Your goal: Write out the full listing, matching it line for line.

Task data:

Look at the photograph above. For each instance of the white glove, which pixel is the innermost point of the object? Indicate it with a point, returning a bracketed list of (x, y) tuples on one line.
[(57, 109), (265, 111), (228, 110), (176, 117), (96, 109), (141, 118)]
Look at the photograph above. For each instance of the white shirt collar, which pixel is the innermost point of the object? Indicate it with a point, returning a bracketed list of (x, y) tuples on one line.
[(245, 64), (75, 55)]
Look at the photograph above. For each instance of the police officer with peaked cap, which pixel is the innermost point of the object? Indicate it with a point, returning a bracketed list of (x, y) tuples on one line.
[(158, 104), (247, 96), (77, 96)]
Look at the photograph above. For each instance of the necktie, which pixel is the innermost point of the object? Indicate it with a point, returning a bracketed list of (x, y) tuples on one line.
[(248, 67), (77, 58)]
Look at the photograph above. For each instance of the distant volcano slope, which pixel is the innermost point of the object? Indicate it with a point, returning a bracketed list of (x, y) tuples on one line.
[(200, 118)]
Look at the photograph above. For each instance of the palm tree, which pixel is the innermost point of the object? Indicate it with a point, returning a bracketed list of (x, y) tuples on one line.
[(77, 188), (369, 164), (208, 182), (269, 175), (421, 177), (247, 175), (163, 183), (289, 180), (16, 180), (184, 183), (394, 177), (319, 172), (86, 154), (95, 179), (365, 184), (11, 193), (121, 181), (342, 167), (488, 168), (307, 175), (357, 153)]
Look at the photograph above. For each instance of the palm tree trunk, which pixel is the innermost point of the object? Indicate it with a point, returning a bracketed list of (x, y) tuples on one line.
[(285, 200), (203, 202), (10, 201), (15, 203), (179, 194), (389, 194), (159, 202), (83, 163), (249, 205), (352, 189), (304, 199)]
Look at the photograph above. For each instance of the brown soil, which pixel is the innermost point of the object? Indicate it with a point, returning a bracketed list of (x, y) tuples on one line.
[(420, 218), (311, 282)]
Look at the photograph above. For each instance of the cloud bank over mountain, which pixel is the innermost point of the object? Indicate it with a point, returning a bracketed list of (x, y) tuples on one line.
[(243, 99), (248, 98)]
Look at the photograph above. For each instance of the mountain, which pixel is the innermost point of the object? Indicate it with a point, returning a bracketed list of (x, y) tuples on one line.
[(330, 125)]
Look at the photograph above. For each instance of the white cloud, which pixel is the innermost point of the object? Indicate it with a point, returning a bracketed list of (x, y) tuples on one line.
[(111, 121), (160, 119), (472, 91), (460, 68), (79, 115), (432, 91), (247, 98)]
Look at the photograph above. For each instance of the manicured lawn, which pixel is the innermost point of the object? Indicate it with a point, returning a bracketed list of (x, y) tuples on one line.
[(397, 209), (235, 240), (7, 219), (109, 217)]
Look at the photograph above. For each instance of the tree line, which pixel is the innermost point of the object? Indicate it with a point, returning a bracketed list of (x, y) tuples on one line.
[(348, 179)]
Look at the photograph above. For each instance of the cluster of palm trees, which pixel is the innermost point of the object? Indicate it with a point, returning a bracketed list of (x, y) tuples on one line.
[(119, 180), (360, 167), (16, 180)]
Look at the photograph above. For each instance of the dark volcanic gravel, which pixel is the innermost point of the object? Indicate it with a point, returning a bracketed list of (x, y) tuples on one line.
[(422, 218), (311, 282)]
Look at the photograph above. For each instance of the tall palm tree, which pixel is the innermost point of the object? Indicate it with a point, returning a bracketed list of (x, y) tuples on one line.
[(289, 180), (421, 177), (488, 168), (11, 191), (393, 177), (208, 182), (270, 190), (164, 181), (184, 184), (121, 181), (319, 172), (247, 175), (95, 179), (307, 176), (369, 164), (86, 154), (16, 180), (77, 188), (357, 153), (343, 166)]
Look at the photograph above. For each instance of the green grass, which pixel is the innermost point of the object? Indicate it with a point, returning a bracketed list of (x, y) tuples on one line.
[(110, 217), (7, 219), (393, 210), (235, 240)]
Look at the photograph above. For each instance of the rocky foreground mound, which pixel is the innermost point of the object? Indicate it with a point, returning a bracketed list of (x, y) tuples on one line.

Response below:
Look at the photograph above. For each instance of the white glove, which pixel is the innermost point of the object? Indicate it with a point, returning a bracketed list of (x, y) tuples on one line.
[(57, 109), (265, 111), (228, 110), (176, 117), (96, 109), (141, 118)]
Look at the photograph above. For each instance of the white shirt collar, which pixel is the innermost point of the object? Indicate it with a point, returning a bracketed list of (x, y) tuples on one line.
[(245, 64), (75, 55)]
Look at the photograph above. For each instance of the police officer with peaked cap, which pixel is the innermost point of the object? Indicate it with a point, returning a bracketed list of (x, y) tuples on one line.
[(158, 104), (247, 96), (77, 96)]
Look at the photograph above. For each instance of the necktie, which pixel is the innermost point of the object? Indicate it with a point, returning a bracketed list of (x, y) tuples on one line.
[(248, 67), (77, 58)]
Look at the photograph above. For each instance of the distant volcano slope, which pixel is the innermost point of the object? Indicate it with a point, returning a bracketed list of (x, y) tuples on one line.
[(200, 118)]
Look at the photograph above. For each instance of the palm tree, which pixel is the innermost point of the object? Indicate it with a point, returning a bracketed list of (x, y) tuples on one line.
[(77, 188), (369, 164), (208, 182), (269, 175), (421, 177), (247, 175), (163, 183), (289, 180), (16, 180), (184, 183), (394, 177), (319, 172), (86, 154), (95, 179), (365, 184), (11, 193), (121, 181), (342, 167), (488, 168), (307, 175), (357, 153)]
Look at the photograph above. For each instance of the palm tree trunk, which pixel is the innermost point of the object? Indicate it with a point, returning a bracketed list of (x, y) tuples on one line.
[(285, 200), (203, 202), (10, 201), (15, 203), (179, 194), (389, 194), (159, 202), (83, 163), (249, 205), (352, 189), (304, 199)]
Look at the photograph above. For each instance of the brown soil, which pixel is the innermost point of the object? Indicate it with a point, returning a bracketed list of (x, y) tuples on one line.
[(420, 218), (311, 282)]
Look at the photograph above. For each instance of the cloud bank over mountain, which pixel is the innermost point of the object? Indicate it with a point, returning a bracketed list of (x, y) tuples on one line.
[(243, 99), (248, 98)]
Look at the photograph above. For each instance of the mountain, which pixel is the innermost point of the object? Indicate it with a point, returning a bracketed list of (x, y) tuples on one line.
[(330, 125)]
Look at the photograph above. For each instance of the white cloud, which pixel is the innermost point of the object? Indicate it with a point, returning a bracketed list of (x, y) tuples on one line.
[(111, 121), (160, 119), (472, 91), (460, 68), (79, 115), (432, 91), (247, 98)]
Look at the photograph above. For each instance of the manicured lawn, which pixel is the innermost point of the object? Indicate it with a point, returning a bracketed list of (x, y) tuples on one line.
[(397, 209), (235, 240), (7, 219), (109, 217)]
Look at the photograph above. For each instance of the tree line, which pixel is the innermost point of the object? Indicate it with a point, returning a bracketed list of (x, y) tuples on one line.
[(348, 179)]
Look at the photograph above. For each instance of the cluster of palm trees, which pixel is the innermost point of the object? Indicate it with a point, returning a bracketed list of (x, y) tuples on one line.
[(119, 180), (360, 167), (16, 180)]
Look at the photograph above. For each instance of the dark volcanic gravel, which pixel is the innermost point of the object? Indicate it with a point, returning a bracketed list of (x, y) tuples on one line.
[(422, 218), (311, 282)]
Look at the photograph above. For each instance of the tall palm tree, which pixel is the innermost point of the object? Indicate it with a point, returning a bracketed list of (x, y) tuples on one line.
[(289, 180), (421, 177), (488, 168), (11, 191), (393, 177), (208, 182), (270, 190), (164, 181), (184, 184), (121, 181), (319, 172), (247, 175), (95, 179), (307, 176), (369, 164), (86, 154), (16, 180), (77, 188), (357, 153), (343, 166)]
Look at the photograph above. For each instance of the green grass, which pixel is the innermost point of the object? Indicate it with a point, returning a bracketed list of (x, y) tuples on one line.
[(110, 217), (7, 219), (393, 210), (235, 240)]
Look at the photograph above. For each instance of the rocky foreground mound, which pixel is the innermost point of the object? Indicate it with a point, returning a bracketed list of (x, y) tuples on one line.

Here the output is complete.